**Written exercise**
Will you transcribe all the entries word for word, skipping the pictures they hold?
━━ Items ━━
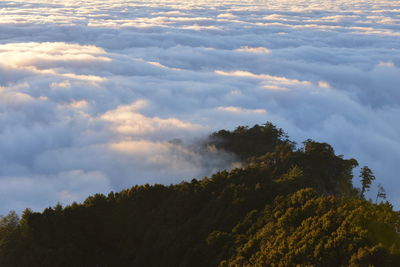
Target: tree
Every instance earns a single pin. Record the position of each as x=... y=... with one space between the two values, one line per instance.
x=381 y=193
x=366 y=179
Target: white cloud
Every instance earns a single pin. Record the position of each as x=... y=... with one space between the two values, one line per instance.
x=91 y=93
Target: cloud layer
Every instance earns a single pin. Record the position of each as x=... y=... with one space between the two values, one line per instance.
x=92 y=93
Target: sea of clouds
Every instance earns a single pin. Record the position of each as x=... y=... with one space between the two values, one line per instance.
x=93 y=92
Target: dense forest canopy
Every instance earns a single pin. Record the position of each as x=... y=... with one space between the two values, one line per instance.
x=286 y=206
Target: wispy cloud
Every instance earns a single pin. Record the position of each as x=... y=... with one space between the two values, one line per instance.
x=92 y=93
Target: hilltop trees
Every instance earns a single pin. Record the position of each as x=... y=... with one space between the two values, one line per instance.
x=285 y=207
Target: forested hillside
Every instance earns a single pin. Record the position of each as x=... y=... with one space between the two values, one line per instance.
x=285 y=206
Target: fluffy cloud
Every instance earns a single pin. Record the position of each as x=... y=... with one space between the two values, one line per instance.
x=91 y=94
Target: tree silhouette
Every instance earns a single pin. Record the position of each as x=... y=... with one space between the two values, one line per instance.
x=366 y=179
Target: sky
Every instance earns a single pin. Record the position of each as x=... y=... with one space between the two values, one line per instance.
x=97 y=96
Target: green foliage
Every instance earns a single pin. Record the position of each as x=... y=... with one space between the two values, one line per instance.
x=366 y=179
x=286 y=207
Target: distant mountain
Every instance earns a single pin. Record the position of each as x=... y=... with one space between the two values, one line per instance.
x=286 y=206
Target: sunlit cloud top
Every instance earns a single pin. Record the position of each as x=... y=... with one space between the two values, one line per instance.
x=101 y=95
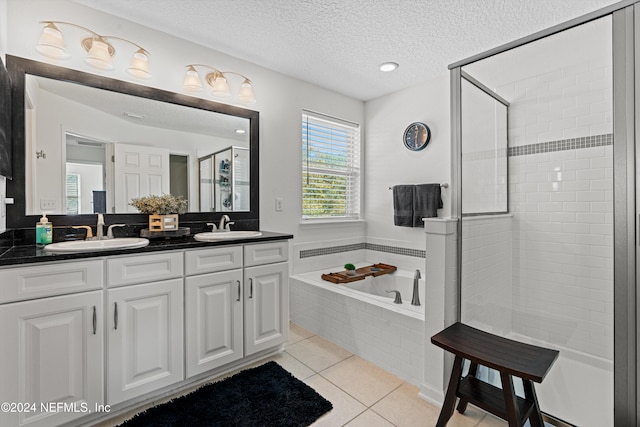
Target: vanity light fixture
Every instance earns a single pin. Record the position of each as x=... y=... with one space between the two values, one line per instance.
x=217 y=81
x=388 y=66
x=100 y=52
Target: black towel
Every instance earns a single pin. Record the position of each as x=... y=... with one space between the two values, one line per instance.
x=426 y=202
x=403 y=205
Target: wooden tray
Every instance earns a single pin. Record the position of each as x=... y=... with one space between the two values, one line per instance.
x=362 y=272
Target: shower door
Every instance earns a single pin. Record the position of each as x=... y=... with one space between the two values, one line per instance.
x=537 y=263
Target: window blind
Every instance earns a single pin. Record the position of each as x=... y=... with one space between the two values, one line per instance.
x=330 y=167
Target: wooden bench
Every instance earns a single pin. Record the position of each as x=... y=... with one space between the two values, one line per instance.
x=510 y=358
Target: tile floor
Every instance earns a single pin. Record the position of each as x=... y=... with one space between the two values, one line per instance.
x=362 y=394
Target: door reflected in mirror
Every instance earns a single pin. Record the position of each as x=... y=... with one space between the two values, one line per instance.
x=104 y=148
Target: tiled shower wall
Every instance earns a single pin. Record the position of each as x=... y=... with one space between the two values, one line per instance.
x=561 y=195
x=561 y=198
x=562 y=203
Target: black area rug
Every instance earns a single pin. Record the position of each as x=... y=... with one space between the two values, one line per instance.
x=264 y=396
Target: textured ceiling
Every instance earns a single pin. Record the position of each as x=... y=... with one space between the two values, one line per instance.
x=339 y=44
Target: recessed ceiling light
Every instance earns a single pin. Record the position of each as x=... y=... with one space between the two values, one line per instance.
x=133 y=115
x=388 y=66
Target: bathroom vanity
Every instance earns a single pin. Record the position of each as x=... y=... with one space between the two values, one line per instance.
x=95 y=333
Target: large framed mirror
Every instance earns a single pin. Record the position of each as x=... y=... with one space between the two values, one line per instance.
x=75 y=134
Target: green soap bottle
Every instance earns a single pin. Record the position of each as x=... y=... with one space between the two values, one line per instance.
x=44 y=231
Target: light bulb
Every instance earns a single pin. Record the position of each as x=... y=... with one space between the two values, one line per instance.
x=139 y=66
x=99 y=56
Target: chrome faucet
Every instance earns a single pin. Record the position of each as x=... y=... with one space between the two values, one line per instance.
x=221 y=226
x=415 y=300
x=99 y=227
x=110 y=230
x=398 y=298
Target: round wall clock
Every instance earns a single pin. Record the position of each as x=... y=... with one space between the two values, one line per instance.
x=416 y=136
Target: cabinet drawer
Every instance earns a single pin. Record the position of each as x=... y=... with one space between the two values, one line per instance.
x=42 y=280
x=199 y=261
x=144 y=268
x=266 y=253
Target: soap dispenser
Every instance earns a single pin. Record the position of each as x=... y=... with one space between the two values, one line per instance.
x=44 y=231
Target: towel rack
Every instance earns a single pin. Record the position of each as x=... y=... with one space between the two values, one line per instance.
x=443 y=185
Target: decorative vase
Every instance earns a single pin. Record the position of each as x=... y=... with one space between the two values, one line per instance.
x=163 y=222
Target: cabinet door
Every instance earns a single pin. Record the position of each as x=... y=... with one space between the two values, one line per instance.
x=214 y=320
x=145 y=338
x=52 y=358
x=266 y=306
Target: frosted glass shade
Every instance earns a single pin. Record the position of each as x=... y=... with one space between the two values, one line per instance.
x=139 y=66
x=221 y=87
x=99 y=56
x=246 y=94
x=51 y=43
x=192 y=81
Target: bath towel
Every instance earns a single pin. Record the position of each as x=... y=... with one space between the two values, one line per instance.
x=403 y=205
x=426 y=202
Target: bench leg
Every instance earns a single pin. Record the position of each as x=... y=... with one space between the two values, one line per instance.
x=509 y=399
x=462 y=404
x=529 y=392
x=450 y=398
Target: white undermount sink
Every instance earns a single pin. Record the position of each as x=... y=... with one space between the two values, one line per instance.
x=213 y=236
x=97 y=245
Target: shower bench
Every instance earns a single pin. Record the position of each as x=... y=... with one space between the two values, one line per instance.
x=510 y=358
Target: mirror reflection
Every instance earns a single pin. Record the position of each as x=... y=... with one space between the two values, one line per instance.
x=90 y=150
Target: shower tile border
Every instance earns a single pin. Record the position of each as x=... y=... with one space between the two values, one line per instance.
x=418 y=253
x=562 y=145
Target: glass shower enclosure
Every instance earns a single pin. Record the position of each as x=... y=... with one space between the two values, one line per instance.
x=536 y=184
x=224 y=180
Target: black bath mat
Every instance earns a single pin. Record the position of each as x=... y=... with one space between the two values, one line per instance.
x=264 y=396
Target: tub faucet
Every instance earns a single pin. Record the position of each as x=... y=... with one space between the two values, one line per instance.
x=415 y=300
x=398 y=298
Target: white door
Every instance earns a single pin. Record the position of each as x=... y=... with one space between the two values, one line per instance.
x=214 y=320
x=266 y=306
x=145 y=338
x=139 y=171
x=52 y=354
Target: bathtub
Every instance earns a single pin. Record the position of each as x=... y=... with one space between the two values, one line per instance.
x=363 y=319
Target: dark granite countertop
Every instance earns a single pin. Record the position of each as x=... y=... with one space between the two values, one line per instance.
x=28 y=254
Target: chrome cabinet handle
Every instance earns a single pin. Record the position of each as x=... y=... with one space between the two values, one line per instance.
x=95 y=320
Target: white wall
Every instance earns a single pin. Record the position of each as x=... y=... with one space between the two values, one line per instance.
x=280 y=98
x=388 y=162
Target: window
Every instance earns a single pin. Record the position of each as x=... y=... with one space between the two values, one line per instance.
x=330 y=168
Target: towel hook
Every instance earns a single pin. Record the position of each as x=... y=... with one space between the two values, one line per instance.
x=443 y=185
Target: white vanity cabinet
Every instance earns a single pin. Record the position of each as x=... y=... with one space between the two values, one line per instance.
x=267 y=296
x=235 y=312
x=117 y=330
x=144 y=323
x=214 y=319
x=52 y=348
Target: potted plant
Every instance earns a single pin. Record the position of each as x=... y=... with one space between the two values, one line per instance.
━━━
**Task output**
Target: tree
Every instance earns a single pin. Record the position of each as x=... y=... with one space between the two values, one line per instance.
x=381 y=193
x=366 y=179
Target: white cloud
Every instance earns a single pin. Record the position of each as x=... y=... with one space between the two values, one line per instance.
x=91 y=93
Target: cloud layer
Every instance earns a single pin. Record the position of each as x=... y=... with one space between the two values, one line per instance.
x=92 y=93
Target: sea of clouds
Every instance earns a single pin. Record the position of each as x=... y=... with one space between the two values, one line per instance.
x=93 y=92
Target: dense forest canopy
Every instance earns a single pin. Record the position of each as x=... y=... with one space between the two values, one line per instance.
x=286 y=206
Target: wispy cloud
Every instance earns a single pin. Record the position of each as x=... y=... with one space between the two values, one line per instance.
x=92 y=93
Target: hilltop trees
Every instance earns a single pin. Record the position of each as x=... y=... with one space between the two values, one line per instance.
x=285 y=207
Target: forested hillside
Every instance earns a single pin. Record the position of each as x=... y=... with one space between the two values, one line per instance.
x=285 y=206
Target: fluffy cloud
Every instance earns a single pin. Record the position of each as x=... y=... with one space between the two values, one line per instance.
x=91 y=94
Target: tree silhouette
Every instance earns a single pin. Record the position of each as x=... y=... with one space between the two values, one line per instance.
x=366 y=179
Target: sky
Every instance earns a single pin. Record the position of each as x=... y=... with one space between the two values, one line per instance.
x=97 y=96
Target: green foliage
Every instance earns a single pin. Record the position of each as x=... y=... with one space between the two values, one line per instance.
x=366 y=179
x=286 y=207
Target: distant mountain
Every instance earns a single pin. Record the position of each as x=... y=... with one space between the two values, one line per instance.
x=286 y=206
Target: sunlit cloud top
Every instance earns a single pin. Record the position of each as x=... y=... with one space between the two values, one line per instance.
x=101 y=95
Target: vanity light fixture
Every instance earns a single pin. Record the position of each as x=... y=... with one space between the two values, one line per instance.
x=217 y=81
x=388 y=66
x=100 y=52
Target: black towel
Every instance earns a single pin. Record the position of each as x=... y=... with one space between the two values, one line per instance.
x=426 y=202
x=403 y=205
Target: wooden tray
Every instance earns a single pin. Record the position of each as x=... y=... with one space between the two values, one line per instance.
x=362 y=272
Target: shower door
Every instance earns a single pin. Record the position of each as x=... y=... with one space between the two values, one line per instance.
x=537 y=263
Target: window blind
Every instance earns a single pin. Record the position of each as x=... y=... with one space between the two values, one line per instance.
x=330 y=167
Target: wooden bench
Every instance earns a single pin. Record the position of each as x=... y=... with one space between the two values, one line per instance.
x=510 y=358
Target: tile floor
Every instance earns a single pin. Record the position of each as x=... y=... with one space between the two values, one line per instance.
x=362 y=394
Target: door reflected in mirror
Every instance earns a single pin. Record the position of each as x=... y=... with one space between the two values, one line per instance.
x=104 y=148
Target: tiled shower wall
Every instance earns a single pin. Record the position of each as x=... y=... with one space between the two values, one line per instance.
x=561 y=195
x=561 y=198
x=562 y=203
Target: black area rug
Every instance earns a single pin. Record the position of each as x=... y=... with one space between the two values, one line per instance.
x=264 y=396
Target: textured ceiling
Every instance earns a single pin. Record the position of each as x=... y=... with one space between the two values, one line per instance.
x=339 y=44
Target: recessed ceiling light
Every instance earns a single pin. Record the position of each as x=... y=... with one space between the two values, one line per instance.
x=133 y=115
x=388 y=66
Target: bathroom vanity
Every instance earns a single pin. Record the position of each as x=... y=... with one space between the two values, one line per instance.
x=95 y=333
Target: large framed mirror
Every instance earns a single pin. Record the position of each as x=... y=... with one space between the two values, one line per instance.
x=75 y=134
Target: green soap bottle
Every instance earns a single pin. Record the position of each as x=... y=... with one space between the two values, one line per instance.
x=44 y=231
Target: light bulb
Every instance earns a single pin. Record the position of each as x=... y=... with one space between the two values, one line per instance.
x=139 y=66
x=99 y=56
Target: chrome faucet
Every instance earns a single pin. Record the position of each as x=... y=... with one space between the two values, one line per instance.
x=221 y=226
x=415 y=300
x=99 y=227
x=110 y=230
x=398 y=298
Target: round wall clock
Every instance earns a single pin. Record the position of each as x=... y=... with one space between the two values, one line per instance.
x=416 y=136
Target: cabinet drawer
Every instance earns a single pin. Record the position of each as x=... y=... with one space between the two values, one line per instance.
x=42 y=280
x=199 y=261
x=144 y=268
x=266 y=253
Target: soap dispenser
Every instance earns a single pin. Record the position of each as x=... y=... with one space between the two values, one line per instance.
x=44 y=231
Target: towel rack
Every instance earns a single pin. Record the position of each as x=... y=... with one space between the two values, one line per instance.
x=443 y=185
Target: decorative vase
Every instance earns a single pin. Record the position of each as x=... y=... with one space between the two values, one line per instance.
x=163 y=222
Target: cabinet door
Every instance earns a single pin. Record the position of each as x=... y=... with one space between the two values, one line per instance.
x=214 y=320
x=145 y=338
x=52 y=358
x=266 y=306
Target: frosted glass shade
Every instance earns a single pin. Record the position of each as x=... y=... with one space between the two values, one line per instance.
x=139 y=66
x=221 y=87
x=99 y=56
x=246 y=94
x=51 y=43
x=192 y=81
Target: bath towel
Every instance earns a single pin. Record the position of each as x=... y=... with one space between the two values, one line per instance.
x=403 y=205
x=426 y=202
Target: bench leg
Every instance earns a single pin. Record the position of each as x=... y=... with one space between the two values, one line per instance.
x=509 y=399
x=462 y=404
x=529 y=392
x=450 y=398
Target: white undermount sink
Every instance earns a single pin. Record the position of each as x=... y=... with one space between the two values, one line per instance.
x=213 y=236
x=97 y=245
Target: shower bench
Every instance earns a single pin. Record the position of each as x=... y=... with one space between the two values, one line per instance.
x=510 y=358
Target: mirror reflection
Every instance earns a single pin. Record the position of each as x=... y=... with one space between the two values, one line per instance.
x=90 y=150
Target: shower tile border
Every instance earns a single pin. Record the position of each as x=... y=... with one space between the two values, one line per instance.
x=418 y=253
x=562 y=145
Target: glass shower enclosure
Every instance earns a single pin. Record the position of each as x=... y=... with one space between the two values, one line per instance.
x=536 y=184
x=224 y=180
Target: black bath mat
Every instance earns a single pin. Record the position of each as x=... y=... with one space between the two values, one line per instance.
x=264 y=396
Target: tub faucet
Every instance earns a single pin. Record the position of each as x=... y=... with one space between the two values, one line per instance.
x=415 y=300
x=398 y=298
Target: white door
Every instance earns a single pin. Record the position of each as x=... y=... with one space between the two values, one line per instance.
x=214 y=320
x=266 y=306
x=145 y=338
x=139 y=171
x=52 y=354
Target: bathtub
Every instance earns a single pin. Record the position of each as x=... y=... with one space between the two values, one line per instance.
x=363 y=319
Target: dark granite countertop
Every instance earns a single pin. Record the position of each as x=... y=... with one space between the two values, one line per instance.
x=28 y=254
Target: chrome cabinet handle
Every instance earns a single pin. Record the position of each as x=... y=... with one space between the two values, one line per instance.
x=95 y=320
Target: white wall
Every instance earns a single pin. Record the position of each as x=... y=... with one space between the two values, one line per instance.
x=280 y=98
x=388 y=162
Target: window
Every instance earns a single pin. Record the position of each as x=... y=... with one space between the two values, one line per instance.
x=330 y=168
Target: towel hook
Every instance earns a single pin. Record the position of each as x=... y=... with one space between the two values, one line per instance.
x=443 y=185
Target: white vanity cabinet
Every instance earns a single pin. Record the position of each as x=... y=... with one space between the two values, one line per instance.
x=267 y=296
x=235 y=312
x=117 y=330
x=144 y=323
x=214 y=319
x=52 y=348
Target: potted plant
Every instance earns a single pin. Record the position of each as x=... y=... with one space between the two values, one line per instance.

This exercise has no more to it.